_Data listing_
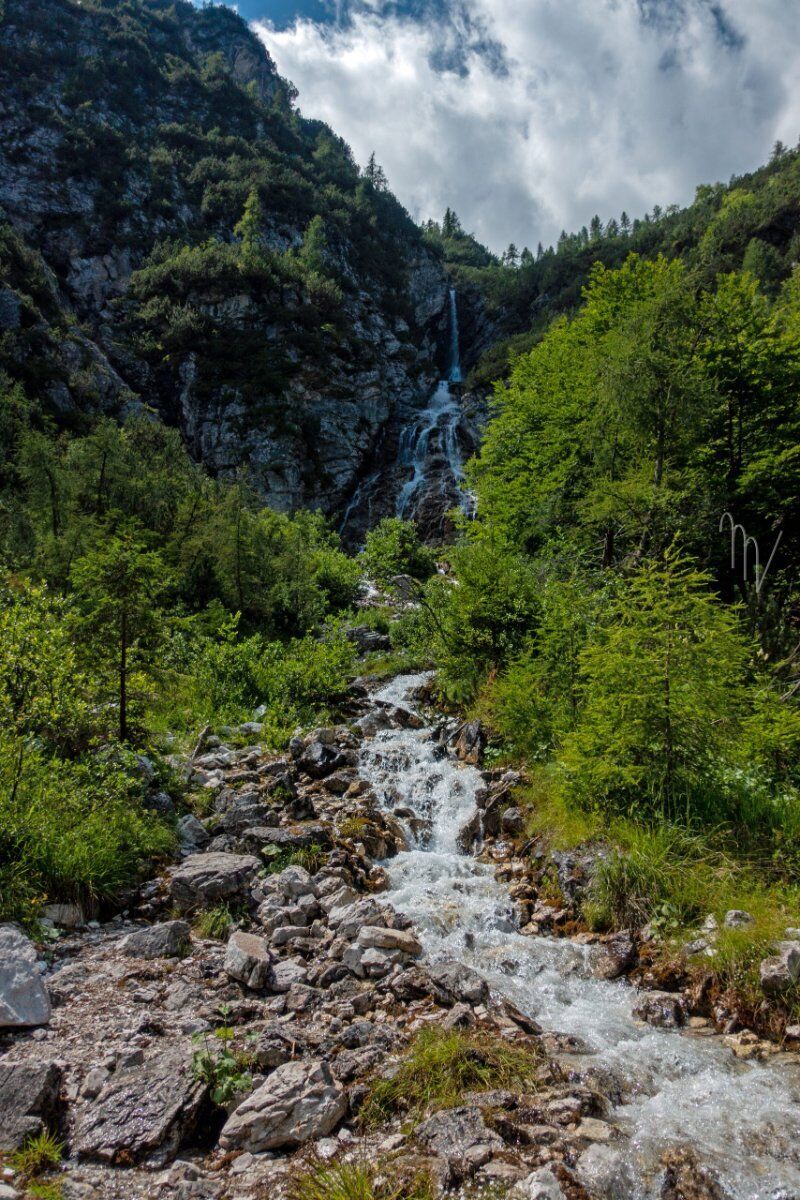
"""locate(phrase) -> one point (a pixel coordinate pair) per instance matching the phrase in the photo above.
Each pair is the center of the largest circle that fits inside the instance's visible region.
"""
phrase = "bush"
(394, 547)
(71, 831)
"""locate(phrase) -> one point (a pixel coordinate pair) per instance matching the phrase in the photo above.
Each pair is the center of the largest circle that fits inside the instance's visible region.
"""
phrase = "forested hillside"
(751, 223)
(174, 237)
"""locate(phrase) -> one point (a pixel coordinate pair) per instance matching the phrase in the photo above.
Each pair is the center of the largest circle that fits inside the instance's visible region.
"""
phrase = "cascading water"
(740, 1117)
(438, 424)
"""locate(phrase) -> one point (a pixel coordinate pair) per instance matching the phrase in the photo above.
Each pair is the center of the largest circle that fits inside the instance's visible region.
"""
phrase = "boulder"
(319, 760)
(782, 970)
(462, 1138)
(144, 1113)
(170, 940)
(453, 982)
(204, 880)
(469, 742)
(192, 834)
(540, 1185)
(248, 960)
(29, 1101)
(299, 1103)
(665, 1009)
(618, 954)
(373, 936)
(512, 821)
(23, 999)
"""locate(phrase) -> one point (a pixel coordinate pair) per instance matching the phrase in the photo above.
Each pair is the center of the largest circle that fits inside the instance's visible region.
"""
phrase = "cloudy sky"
(530, 115)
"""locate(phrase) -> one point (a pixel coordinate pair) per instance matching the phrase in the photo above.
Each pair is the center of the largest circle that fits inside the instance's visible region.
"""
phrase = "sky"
(528, 117)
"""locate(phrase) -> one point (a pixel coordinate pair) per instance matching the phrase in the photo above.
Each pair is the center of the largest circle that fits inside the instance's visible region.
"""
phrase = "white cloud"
(596, 105)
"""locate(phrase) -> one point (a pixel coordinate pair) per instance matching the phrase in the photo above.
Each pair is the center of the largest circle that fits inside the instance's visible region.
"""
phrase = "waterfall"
(455, 349)
(675, 1087)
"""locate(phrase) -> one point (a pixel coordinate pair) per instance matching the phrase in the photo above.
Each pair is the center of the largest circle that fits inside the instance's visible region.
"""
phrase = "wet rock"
(65, 916)
(737, 918)
(299, 1102)
(390, 940)
(540, 1185)
(29, 1101)
(367, 641)
(781, 971)
(512, 821)
(462, 1138)
(248, 960)
(204, 880)
(319, 760)
(144, 1113)
(686, 1180)
(618, 954)
(453, 982)
(192, 834)
(665, 1009)
(170, 940)
(23, 999)
(469, 742)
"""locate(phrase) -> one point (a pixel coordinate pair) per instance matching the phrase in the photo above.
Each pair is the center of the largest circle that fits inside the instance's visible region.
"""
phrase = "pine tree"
(116, 587)
(250, 228)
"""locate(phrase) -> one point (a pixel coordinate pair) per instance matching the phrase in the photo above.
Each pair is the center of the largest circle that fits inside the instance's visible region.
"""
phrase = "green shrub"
(77, 831)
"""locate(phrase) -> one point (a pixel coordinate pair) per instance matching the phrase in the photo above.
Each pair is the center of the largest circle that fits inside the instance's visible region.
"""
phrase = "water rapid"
(677, 1089)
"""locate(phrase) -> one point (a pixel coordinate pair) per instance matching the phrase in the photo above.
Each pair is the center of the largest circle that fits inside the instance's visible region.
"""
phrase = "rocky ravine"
(323, 985)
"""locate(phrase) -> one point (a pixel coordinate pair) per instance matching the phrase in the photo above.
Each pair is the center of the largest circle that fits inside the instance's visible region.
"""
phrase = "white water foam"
(741, 1119)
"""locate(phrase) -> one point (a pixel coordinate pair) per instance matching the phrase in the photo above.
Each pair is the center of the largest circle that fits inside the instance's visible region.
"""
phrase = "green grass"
(440, 1066)
(359, 1181)
(216, 922)
(312, 858)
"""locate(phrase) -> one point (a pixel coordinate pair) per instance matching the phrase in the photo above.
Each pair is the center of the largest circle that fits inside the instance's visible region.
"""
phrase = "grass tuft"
(359, 1181)
(441, 1066)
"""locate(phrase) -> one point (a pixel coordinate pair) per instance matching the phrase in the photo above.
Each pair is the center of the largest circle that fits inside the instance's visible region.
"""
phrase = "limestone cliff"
(131, 139)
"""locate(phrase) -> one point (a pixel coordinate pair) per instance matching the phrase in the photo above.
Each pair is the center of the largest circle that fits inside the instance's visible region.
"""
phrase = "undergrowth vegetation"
(439, 1067)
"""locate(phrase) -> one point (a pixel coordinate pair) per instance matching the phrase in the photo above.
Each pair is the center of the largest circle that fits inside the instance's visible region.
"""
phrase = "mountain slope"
(132, 139)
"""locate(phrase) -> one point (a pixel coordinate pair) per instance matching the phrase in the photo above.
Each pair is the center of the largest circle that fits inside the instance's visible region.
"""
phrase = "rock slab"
(23, 997)
(300, 1102)
(144, 1113)
(29, 1099)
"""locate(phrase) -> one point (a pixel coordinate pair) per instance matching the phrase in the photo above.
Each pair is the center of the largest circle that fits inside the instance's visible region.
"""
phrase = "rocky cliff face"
(132, 137)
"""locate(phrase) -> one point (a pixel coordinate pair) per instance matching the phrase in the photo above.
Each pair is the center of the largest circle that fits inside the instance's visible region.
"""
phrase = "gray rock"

_Instructions for the task_
Extract every line of the data above that contains the word "cliff", matching case exactly.

_Solution for this exercise_
phrase = "limestone cliff"
phrase = "rocky cliff face"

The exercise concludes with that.